• TASK STATEMENT: Copy out all the entries word for word.

........

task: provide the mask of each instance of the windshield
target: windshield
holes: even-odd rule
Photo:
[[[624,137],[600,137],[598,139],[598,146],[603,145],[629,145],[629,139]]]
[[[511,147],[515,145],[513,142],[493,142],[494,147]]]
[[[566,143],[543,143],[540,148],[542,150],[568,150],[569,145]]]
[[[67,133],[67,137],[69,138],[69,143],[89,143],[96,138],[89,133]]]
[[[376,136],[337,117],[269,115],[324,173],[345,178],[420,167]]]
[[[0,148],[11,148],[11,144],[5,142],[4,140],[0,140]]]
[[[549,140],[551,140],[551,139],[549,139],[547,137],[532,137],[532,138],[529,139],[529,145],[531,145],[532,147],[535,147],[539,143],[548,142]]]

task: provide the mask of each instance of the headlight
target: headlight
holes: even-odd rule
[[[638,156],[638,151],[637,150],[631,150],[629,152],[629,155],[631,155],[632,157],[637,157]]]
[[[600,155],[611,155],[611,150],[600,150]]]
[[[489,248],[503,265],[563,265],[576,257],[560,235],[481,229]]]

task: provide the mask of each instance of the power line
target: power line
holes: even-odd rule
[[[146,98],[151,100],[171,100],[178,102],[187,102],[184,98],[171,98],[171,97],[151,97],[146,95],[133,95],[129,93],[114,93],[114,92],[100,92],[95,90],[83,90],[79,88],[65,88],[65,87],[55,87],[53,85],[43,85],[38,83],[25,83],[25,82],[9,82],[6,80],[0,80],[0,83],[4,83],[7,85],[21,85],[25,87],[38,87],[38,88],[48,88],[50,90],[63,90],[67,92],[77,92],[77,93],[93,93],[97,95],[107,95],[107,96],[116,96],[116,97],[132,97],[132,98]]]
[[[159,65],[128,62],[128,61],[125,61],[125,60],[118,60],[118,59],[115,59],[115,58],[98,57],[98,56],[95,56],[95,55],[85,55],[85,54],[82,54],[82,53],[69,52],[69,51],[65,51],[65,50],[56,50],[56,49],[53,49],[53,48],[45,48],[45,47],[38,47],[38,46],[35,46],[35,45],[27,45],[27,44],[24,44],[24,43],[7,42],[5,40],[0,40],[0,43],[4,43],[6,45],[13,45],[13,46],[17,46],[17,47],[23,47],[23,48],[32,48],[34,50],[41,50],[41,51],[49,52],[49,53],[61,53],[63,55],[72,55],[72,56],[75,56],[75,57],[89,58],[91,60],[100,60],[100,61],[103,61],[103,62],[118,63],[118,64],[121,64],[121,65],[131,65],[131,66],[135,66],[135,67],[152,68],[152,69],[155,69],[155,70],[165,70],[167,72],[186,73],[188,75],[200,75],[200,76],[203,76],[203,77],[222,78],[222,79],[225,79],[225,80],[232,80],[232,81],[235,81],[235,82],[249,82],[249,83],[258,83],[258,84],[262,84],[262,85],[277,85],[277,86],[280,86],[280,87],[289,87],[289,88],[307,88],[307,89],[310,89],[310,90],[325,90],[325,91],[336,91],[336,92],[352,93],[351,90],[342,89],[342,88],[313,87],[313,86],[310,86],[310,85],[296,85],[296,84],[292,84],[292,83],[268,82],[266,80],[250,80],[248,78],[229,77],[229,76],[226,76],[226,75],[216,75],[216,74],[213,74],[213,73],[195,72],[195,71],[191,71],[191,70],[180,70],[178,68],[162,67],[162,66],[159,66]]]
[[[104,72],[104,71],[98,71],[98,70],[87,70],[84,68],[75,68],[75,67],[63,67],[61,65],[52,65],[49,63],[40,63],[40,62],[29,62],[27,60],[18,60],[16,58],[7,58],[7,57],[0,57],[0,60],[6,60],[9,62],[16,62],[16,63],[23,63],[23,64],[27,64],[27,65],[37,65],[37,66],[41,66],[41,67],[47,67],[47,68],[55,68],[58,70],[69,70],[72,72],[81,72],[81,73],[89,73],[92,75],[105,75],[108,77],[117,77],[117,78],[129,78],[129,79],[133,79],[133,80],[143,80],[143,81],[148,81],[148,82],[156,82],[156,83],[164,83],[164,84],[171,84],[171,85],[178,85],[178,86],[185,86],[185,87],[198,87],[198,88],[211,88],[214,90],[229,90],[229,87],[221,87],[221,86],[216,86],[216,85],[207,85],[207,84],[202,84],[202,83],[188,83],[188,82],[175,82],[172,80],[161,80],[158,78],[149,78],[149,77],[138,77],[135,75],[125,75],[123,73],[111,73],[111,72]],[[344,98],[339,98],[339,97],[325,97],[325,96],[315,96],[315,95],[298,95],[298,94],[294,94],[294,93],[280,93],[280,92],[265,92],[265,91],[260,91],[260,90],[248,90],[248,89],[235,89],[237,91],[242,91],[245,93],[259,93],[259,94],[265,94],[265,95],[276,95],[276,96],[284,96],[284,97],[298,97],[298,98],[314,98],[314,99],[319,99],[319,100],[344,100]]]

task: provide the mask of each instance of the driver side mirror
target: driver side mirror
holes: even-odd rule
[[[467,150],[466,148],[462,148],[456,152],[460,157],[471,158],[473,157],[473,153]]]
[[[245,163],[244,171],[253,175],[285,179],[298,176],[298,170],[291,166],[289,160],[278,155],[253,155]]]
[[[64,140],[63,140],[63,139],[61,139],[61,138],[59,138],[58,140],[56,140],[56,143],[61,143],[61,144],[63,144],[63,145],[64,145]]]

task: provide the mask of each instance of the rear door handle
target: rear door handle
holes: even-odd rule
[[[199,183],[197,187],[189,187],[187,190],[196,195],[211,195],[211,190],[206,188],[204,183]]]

........

• FINAL ANSWER:
task: provide the mask of each instance of the windshield
target: windshield
holes: even-odd rule
Photo:
[[[624,137],[600,137],[598,139],[598,146],[603,145],[629,145],[629,139]]]
[[[511,147],[515,145],[513,142],[493,142],[494,147]]]
[[[566,143],[543,143],[540,148],[542,150],[568,150],[569,145]]]
[[[67,133],[67,137],[69,138],[69,143],[89,143],[96,138],[89,133]]]
[[[376,136],[337,117],[269,115],[324,173],[345,178],[420,167]]]
[[[0,148],[11,148],[11,144],[5,142],[4,140],[0,140]]]
[[[549,140],[551,140],[551,139],[549,139],[547,137],[532,137],[532,138],[529,139],[529,145],[531,145],[532,147],[535,147],[539,143],[548,142]]]

task: provide the mask of each instance of the headlight
target: headlight
holes: even-odd rule
[[[638,156],[638,151],[637,150],[631,150],[629,152],[629,155],[631,155],[632,157],[637,157]]]
[[[600,155],[611,155],[611,150],[600,150]]]
[[[489,248],[503,265],[563,265],[576,257],[560,235],[481,229]]]

task: provide the mask of each instance of the power line
target: power line
holes: even-odd rule
[[[146,98],[151,100],[171,100],[178,102],[187,102],[184,98],[171,98],[171,97],[151,97],[146,95],[133,95],[129,93],[114,93],[114,92],[100,92],[95,90],[83,90],[79,88],[65,88],[65,87],[55,87],[53,85],[43,85],[38,83],[25,83],[25,82],[9,82],[6,80],[0,80],[0,83],[4,83],[7,85],[21,85],[25,87],[38,87],[38,88],[48,88],[50,90],[63,90],[67,92],[77,92],[77,93],[93,93],[97,95],[107,95],[107,96],[116,96],[116,97],[132,97],[132,98]]]
[[[159,65],[128,62],[128,61],[125,61],[125,60],[118,60],[118,59],[115,59],[115,58],[98,57],[98,56],[95,56],[95,55],[85,55],[85,54],[82,54],[82,53],[69,52],[69,51],[65,51],[65,50],[56,50],[56,49],[53,49],[53,48],[45,48],[45,47],[38,47],[38,46],[35,46],[35,45],[27,45],[27,44],[24,44],[24,43],[7,42],[5,40],[0,40],[0,43],[4,43],[6,45],[13,45],[13,46],[17,46],[17,47],[23,47],[23,48],[32,48],[34,50],[41,50],[41,51],[49,52],[49,53],[61,53],[63,55],[72,55],[72,56],[75,56],[75,57],[89,58],[91,60],[100,60],[100,61],[103,61],[103,62],[118,63],[118,64],[121,64],[121,65],[131,65],[131,66],[135,66],[135,67],[152,68],[152,69],[155,69],[155,70],[165,70],[167,72],[186,73],[188,75],[200,75],[200,76],[203,76],[203,77],[222,78],[222,79],[225,79],[225,80],[232,80],[232,81],[235,81],[235,82],[249,82],[249,83],[258,83],[258,84],[262,84],[262,85],[277,85],[277,86],[280,86],[280,87],[289,87],[289,88],[307,88],[307,89],[310,89],[310,90],[325,90],[325,91],[336,91],[336,92],[352,93],[351,90],[342,89],[342,88],[313,87],[313,86],[310,86],[310,85],[296,85],[296,84],[292,84],[292,83],[268,82],[266,80],[250,80],[248,78],[229,77],[229,76],[226,76],[226,75],[216,75],[216,74],[213,74],[213,73],[195,72],[195,71],[191,71],[191,70],[180,70],[178,68],[162,67],[162,66],[159,66]]]
[[[104,72],[104,71],[98,71],[98,70],[87,70],[84,68],[75,68],[75,67],[63,67],[61,65],[52,65],[49,63],[40,63],[40,62],[29,62],[27,60],[18,60],[16,58],[7,58],[7,57],[0,57],[0,60],[6,60],[9,62],[16,62],[16,63],[23,63],[23,64],[27,64],[27,65],[37,65],[37,66],[41,66],[41,67],[47,67],[47,68],[55,68],[58,70],[69,70],[72,72],[81,72],[81,73],[89,73],[92,75],[105,75],[108,77],[117,77],[117,78],[129,78],[129,79],[133,79],[133,80],[143,80],[143,81],[148,81],[148,82],[156,82],[156,83],[164,83],[164,84],[171,84],[171,85],[178,85],[178,86],[185,86],[185,87],[198,87],[198,88],[211,88],[214,90],[229,90],[229,87],[221,87],[221,86],[216,86],[216,85],[207,85],[207,84],[202,84],[202,83],[188,83],[188,82],[175,82],[172,80],[161,80],[158,78],[149,78],[149,77],[138,77],[135,75],[125,75],[123,73],[111,73],[111,72]],[[344,98],[339,98],[339,97],[325,97],[325,96],[315,96],[315,95],[298,95],[298,94],[294,94],[294,93],[280,93],[280,92],[265,92],[265,91],[260,91],[260,90],[248,90],[248,89],[235,89],[237,91],[242,91],[245,93],[259,93],[259,94],[265,94],[265,95],[276,95],[276,96],[284,96],[284,97],[298,97],[298,98],[314,98],[314,99],[319,99],[319,100],[344,100]]]

task: provide the mask of each instance of the driver side mirror
target: driver side mirror
holes: even-odd rule
[[[467,150],[466,148],[462,148],[456,152],[460,157],[471,158],[473,157],[473,153]]]
[[[245,163],[244,171],[253,175],[285,179],[298,176],[298,170],[291,166],[289,160],[278,155],[253,155]]]
[[[64,140],[63,140],[63,139],[61,139],[61,138],[59,138],[58,140],[56,140],[56,143],[61,143],[61,144],[63,144],[63,145],[64,145]]]

task: provide the mask of each instance of the rear door handle
target: rear door handle
holes: even-odd rule
[[[199,183],[197,187],[189,187],[187,190],[196,195],[211,195],[211,190],[206,188],[204,183]]]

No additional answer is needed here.